WHAT IS ASKED - Render each line of the listing below as an item in a numbered list, skipping blank lines and leaving the pictures out.

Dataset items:
════════════════

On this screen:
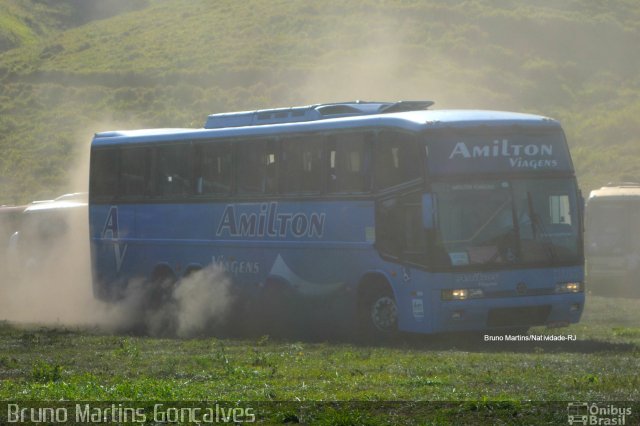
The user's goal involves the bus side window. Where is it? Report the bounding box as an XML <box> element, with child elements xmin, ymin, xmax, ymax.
<box><xmin>90</xmin><ymin>149</ymin><xmax>118</xmax><ymax>200</ymax></box>
<box><xmin>119</xmin><ymin>148</ymin><xmax>149</xmax><ymax>198</ymax></box>
<box><xmin>154</xmin><ymin>144</ymin><xmax>191</xmax><ymax>197</ymax></box>
<box><xmin>327</xmin><ymin>133</ymin><xmax>371</xmax><ymax>193</ymax></box>
<box><xmin>236</xmin><ymin>140</ymin><xmax>278</xmax><ymax>194</ymax></box>
<box><xmin>280</xmin><ymin>136</ymin><xmax>324</xmax><ymax>194</ymax></box>
<box><xmin>194</xmin><ymin>143</ymin><xmax>232</xmax><ymax>195</ymax></box>
<box><xmin>374</xmin><ymin>131</ymin><xmax>422</xmax><ymax>189</ymax></box>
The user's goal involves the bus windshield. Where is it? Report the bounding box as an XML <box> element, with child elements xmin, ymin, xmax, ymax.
<box><xmin>433</xmin><ymin>179</ymin><xmax>580</xmax><ymax>267</ymax></box>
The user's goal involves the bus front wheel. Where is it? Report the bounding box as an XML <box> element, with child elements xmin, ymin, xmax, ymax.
<box><xmin>359</xmin><ymin>284</ymin><xmax>398</xmax><ymax>339</ymax></box>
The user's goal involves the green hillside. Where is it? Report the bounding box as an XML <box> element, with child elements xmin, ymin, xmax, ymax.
<box><xmin>0</xmin><ymin>0</ymin><xmax>640</xmax><ymax>204</ymax></box>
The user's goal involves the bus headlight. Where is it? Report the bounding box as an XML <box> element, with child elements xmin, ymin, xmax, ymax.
<box><xmin>440</xmin><ymin>288</ymin><xmax>484</xmax><ymax>300</ymax></box>
<box><xmin>556</xmin><ymin>281</ymin><xmax>584</xmax><ymax>293</ymax></box>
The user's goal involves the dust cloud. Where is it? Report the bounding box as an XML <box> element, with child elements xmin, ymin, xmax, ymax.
<box><xmin>0</xmin><ymin>124</ymin><xmax>231</xmax><ymax>337</ymax></box>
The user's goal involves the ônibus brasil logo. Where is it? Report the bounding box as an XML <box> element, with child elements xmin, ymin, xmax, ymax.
<box><xmin>567</xmin><ymin>402</ymin><xmax>631</xmax><ymax>426</ymax></box>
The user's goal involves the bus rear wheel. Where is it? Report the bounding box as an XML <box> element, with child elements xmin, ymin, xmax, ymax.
<box><xmin>359</xmin><ymin>284</ymin><xmax>398</xmax><ymax>339</ymax></box>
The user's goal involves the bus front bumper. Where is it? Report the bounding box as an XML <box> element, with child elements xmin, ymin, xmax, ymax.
<box><xmin>433</xmin><ymin>292</ymin><xmax>584</xmax><ymax>332</ymax></box>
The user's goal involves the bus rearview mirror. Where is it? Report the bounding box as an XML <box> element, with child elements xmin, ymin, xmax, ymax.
<box><xmin>422</xmin><ymin>194</ymin><xmax>434</xmax><ymax>229</ymax></box>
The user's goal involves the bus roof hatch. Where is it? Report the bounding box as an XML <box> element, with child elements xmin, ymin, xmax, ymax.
<box><xmin>204</xmin><ymin>101</ymin><xmax>433</xmax><ymax>129</ymax></box>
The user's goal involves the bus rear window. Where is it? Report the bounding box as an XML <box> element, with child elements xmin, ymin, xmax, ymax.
<box><xmin>374</xmin><ymin>131</ymin><xmax>422</xmax><ymax>189</ymax></box>
<box><xmin>91</xmin><ymin>149</ymin><xmax>118</xmax><ymax>199</ymax></box>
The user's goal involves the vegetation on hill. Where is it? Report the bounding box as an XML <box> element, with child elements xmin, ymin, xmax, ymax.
<box><xmin>0</xmin><ymin>0</ymin><xmax>640</xmax><ymax>204</ymax></box>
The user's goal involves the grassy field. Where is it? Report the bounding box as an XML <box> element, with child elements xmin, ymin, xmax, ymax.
<box><xmin>0</xmin><ymin>296</ymin><xmax>640</xmax><ymax>424</ymax></box>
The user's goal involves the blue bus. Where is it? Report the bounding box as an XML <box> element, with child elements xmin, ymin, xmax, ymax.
<box><xmin>89</xmin><ymin>101</ymin><xmax>584</xmax><ymax>336</ymax></box>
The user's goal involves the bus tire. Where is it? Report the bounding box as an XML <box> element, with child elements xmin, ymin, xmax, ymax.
<box><xmin>146</xmin><ymin>266</ymin><xmax>178</xmax><ymax>308</ymax></box>
<box><xmin>358</xmin><ymin>281</ymin><xmax>398</xmax><ymax>340</ymax></box>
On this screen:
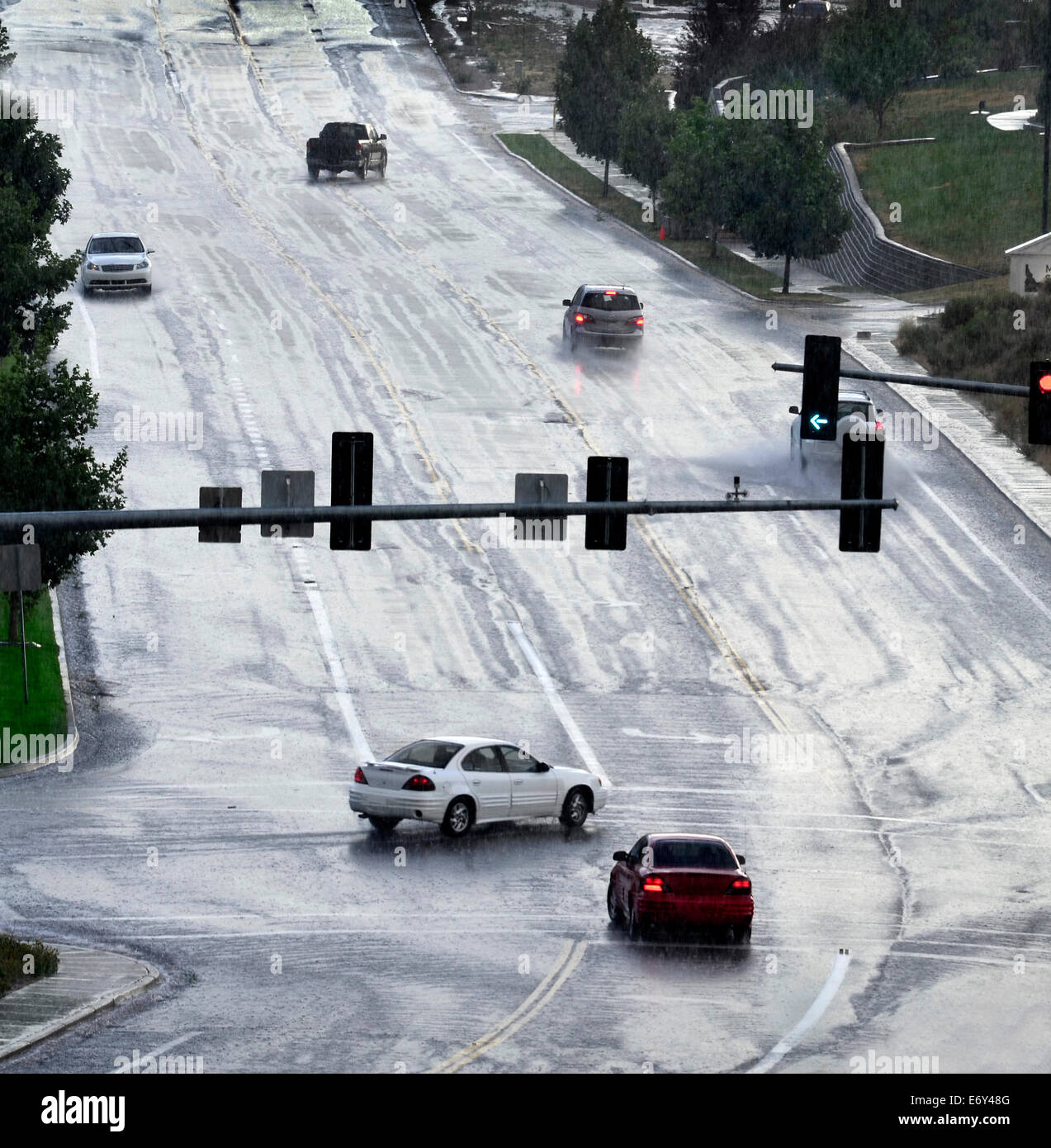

════════════════

RESULT OF THIS EXERCISE -
1. On this screen:
2. The user's goal involves the bus side window. Where is it? Report the bounding box as an XML <box> element, with child elements xmin, ymin, xmax, ymax.
3. <box><xmin>90</xmin><ymin>149</ymin><xmax>118</xmax><ymax>200</ymax></box>
4. <box><xmin>119</xmin><ymin>148</ymin><xmax>149</xmax><ymax>198</ymax></box>
5. <box><xmin>154</xmin><ymin>144</ymin><xmax>191</xmax><ymax>197</ymax></box>
6. <box><xmin>327</xmin><ymin>133</ymin><xmax>371</xmax><ymax>193</ymax></box>
7. <box><xmin>236</xmin><ymin>140</ymin><xmax>278</xmax><ymax>194</ymax></box>
8. <box><xmin>280</xmin><ymin>136</ymin><xmax>324</xmax><ymax>194</ymax></box>
9. <box><xmin>194</xmin><ymin>143</ymin><xmax>232</xmax><ymax>195</ymax></box>
10. <box><xmin>374</xmin><ymin>131</ymin><xmax>422</xmax><ymax>189</ymax></box>
11. The user's goal involves the bus windshield. Where is it? Report the bounding box as an XML <box> element, with child elements xmin, ymin, xmax, ymax.
12. <box><xmin>433</xmin><ymin>179</ymin><xmax>580</xmax><ymax>267</ymax></box>
13. The user's goal involves the bus front wheel. Where is it? Report the bounding box as an XML <box> element, with child elements xmin, ymin, xmax, ymax.
14. <box><xmin>359</xmin><ymin>284</ymin><xmax>398</xmax><ymax>339</ymax></box>
15. The user's goal involves the green hillside. Where is it? Report the bounding box as an XML <box> element, with child elements xmin, ymin, xmax, ymax.
16. <box><xmin>0</xmin><ymin>0</ymin><xmax>640</xmax><ymax>204</ymax></box>
17. The user's goal involves the bus headlight. Where is it? Report the bounding box as an XML <box> element, with child elements xmin, ymin, xmax, ymax.
18. <box><xmin>440</xmin><ymin>288</ymin><xmax>484</xmax><ymax>300</ymax></box>
19. <box><xmin>556</xmin><ymin>281</ymin><xmax>584</xmax><ymax>293</ymax></box>
20. The user's goal involves the dust cloud. Where is it? Report the bounding box as an XML <box> element, with child elements xmin, ymin, xmax, ymax.
21. <box><xmin>0</xmin><ymin>124</ymin><xmax>231</xmax><ymax>337</ymax></box>
22. The user's goal involves the ônibus brasil logo. Where is it? Report the bounding box as an XML <box> element, with child elements xmin, ymin, xmax, ymax.
23. <box><xmin>567</xmin><ymin>402</ymin><xmax>631</xmax><ymax>426</ymax></box>
24. The user's goal involves the bus rear wheel. Where is it? Report the bounding box as an XML <box> element, with child elements xmin, ymin, xmax, ymax.
25. <box><xmin>359</xmin><ymin>284</ymin><xmax>398</xmax><ymax>339</ymax></box>
26. The user's goal involves the bus front bumper. Where is it? Report the bounding box as an XML <box> element, with child elements xmin, ymin, xmax, ymax.
27. <box><xmin>433</xmin><ymin>292</ymin><xmax>584</xmax><ymax>332</ymax></box>
28. The user's goal involves the bus rearview mirror. Where is it? Report the bounding box as an XML <box> element, with child elements xmin, ymin, xmax, ymax.
29. <box><xmin>422</xmin><ymin>194</ymin><xmax>434</xmax><ymax>229</ymax></box>
30. The user's goal involves the bus roof hatch. Where is it? Report the bounding box as an XML <box> element, with child elements xmin, ymin, xmax, ymax.
31. <box><xmin>204</xmin><ymin>101</ymin><xmax>433</xmax><ymax>129</ymax></box>
32. The user's goal involves the bus rear window. Where is it? Report the bounding box as an XML <box> element, with child elements xmin, ymin, xmax, ymax.
33. <box><xmin>374</xmin><ymin>131</ymin><xmax>422</xmax><ymax>189</ymax></box>
34. <box><xmin>91</xmin><ymin>149</ymin><xmax>118</xmax><ymax>199</ymax></box>
35. The user's goal involves the vegetation on hill. Where is it? Report the bounding box as an XML <box> element, with child elements xmin, ymin, xmax, ymax.
36. <box><xmin>0</xmin><ymin>0</ymin><xmax>640</xmax><ymax>204</ymax></box>
37. The user's goal involves the grassy field. Where is it? Report the bounding box as an XML <box> element, with child elements xmin, ymin, xmax, ymax.
38. <box><xmin>0</xmin><ymin>296</ymin><xmax>640</xmax><ymax>424</ymax></box>
39. The user's goal involves the blue bus. Where is it? Report the bounding box as an XML <box> element, with child elements xmin, ymin, xmax, ymax.
40. <box><xmin>89</xmin><ymin>101</ymin><xmax>584</xmax><ymax>336</ymax></box>
41. The user's goal involves the bus tire. Where is it? Report the bounding box as an XML <box> element, with child elements xmin, ymin, xmax, ymax.
42. <box><xmin>146</xmin><ymin>266</ymin><xmax>178</xmax><ymax>308</ymax></box>
43. <box><xmin>358</xmin><ymin>281</ymin><xmax>398</xmax><ymax>340</ymax></box>
44. On this screen:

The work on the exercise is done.